SUPPLIED PASSAGE —

# Bayley and Holly's Winter Wardrobe



## cockerpoo61 (Jun 24, 2011)

Just thought you might like to see Holly and Bayley in their new, waterproof coats, ready for winter!!!!! As you can see, they don't seem overly impressed!!!

The lady who makes these coats is a member on here, but we can't remember her name, sorry!!

This should keep them mostly clean, though we are now looking for doggy wellies!! 

http://s1209.photobucket.com/albums/cc390/scallywag1961/?action=view&current=IMG_0870b.jpg


----------



## Mogdog (Feb 6, 2011)

Ahhh ... will be very useful if it snows heavily again. Holly looks unimpressed though!!


----------



## cockerpoo61 (Jun 24, 2011)

She wanted pink!!!!!!!!!!!!!

Neither seem to be very impressed, and just stood still for ages!! It was like they had forgotten how to walk!


----------



## JoJo (Mar 2, 2011)

Ahh I love it ... 

Holly don't be sad .. red shows off your amazing choccy colouring so much better than pink xxx

Bayley looks very proud .. in his winter gear


----------



## M&M's mummy (Jul 12, 2011)

Coming back from a walk will be a breeze with those.

I hate that we are approaching the rainy and snow seasons.

I hate wet muddy paws and Milly gets her belly covered too. I have the fun job as I take them out twice whilst hubby is at work and Monty will sneak off if he can as he hates having his paws dried.

Luckily I have stair gate in kitchen!!!

I take it there are made to allow to go poo and wee wees?


----------



## cockerpoo61 (Jun 24, 2011)

Totally agree with you M & M's mummy, we dread the bad weather. Yes they have plenty of room for wees and poo's to come out


----------



## sarahjo (Aug 6, 2010)

They're great - need one!


----------



## wilfiboy (Sep 18, 2010)

Its Jennifersarah, from St Annes , I meant to look to order them myself, nothing worse than them beind soaked. Did you get them from her ebay site or contact her through here x


----------



## cockerpoo61 (Jun 24, 2011)

I ordered them through her ebay site but mentioned the Forum to her.


----------



## kendal (Jul 16, 2009)

Gypsy has the red one but she looses her glegs in it and trips up so only realy good for on lead walks not so good for running about. but they do look cute.


----------



## Rejess (Aug 26, 2011)

okay, so my pup is a little young (4 weeks! and dont even have it yet! LOL ) for one of these but they are fab and i want one! i have heard many a horror story of hours hairdrying after snow and these look like they will prevent that perfectly! as soon as you remember who makes them please shout!!! one question tho....do you get any strange looks? :behindsofa:


----------



## kendal (Jul 16, 2009)

PROBLEMS TO SOLVE —
1. In the dog-coat thread, why does kendal judge the coat to be really good only for on-lead walks? Answer in one to three sentences.
2. Answer these questions on the dog-coat thread:
(a) Which color did Holly want?
(b) Where did cockerpoo61 order the coats?
(c) Which town is Jennifersarah from?
The listing after the dog-coat thread has no connection to it.

DATA SEGMENT —
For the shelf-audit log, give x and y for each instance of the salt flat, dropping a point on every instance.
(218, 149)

ANSWERS FOR THIS EXERCISE —
1. Gypsy loses her legs in the red coat and trips up. That makes it unsuitable for running about.

2.
(a) Pink.
(b) Through the maker's eBay site.
(c) St Annes.